*** Opening of Supplied data ***

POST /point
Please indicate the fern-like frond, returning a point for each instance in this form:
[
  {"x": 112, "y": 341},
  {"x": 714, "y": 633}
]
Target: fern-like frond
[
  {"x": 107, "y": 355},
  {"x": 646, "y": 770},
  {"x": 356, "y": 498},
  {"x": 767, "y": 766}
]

*** Close of Supplied data ***

Starting at the top of the listing above, write out every line exactly as it appears.

POST /point
Please indicate the fern-like frond, returning a point for each instance in this form:
[
  {"x": 112, "y": 341},
  {"x": 714, "y": 633}
]
Target: fern-like frond
[
  {"x": 107, "y": 355},
  {"x": 646, "y": 770},
  {"x": 356, "y": 498},
  {"x": 767, "y": 766}
]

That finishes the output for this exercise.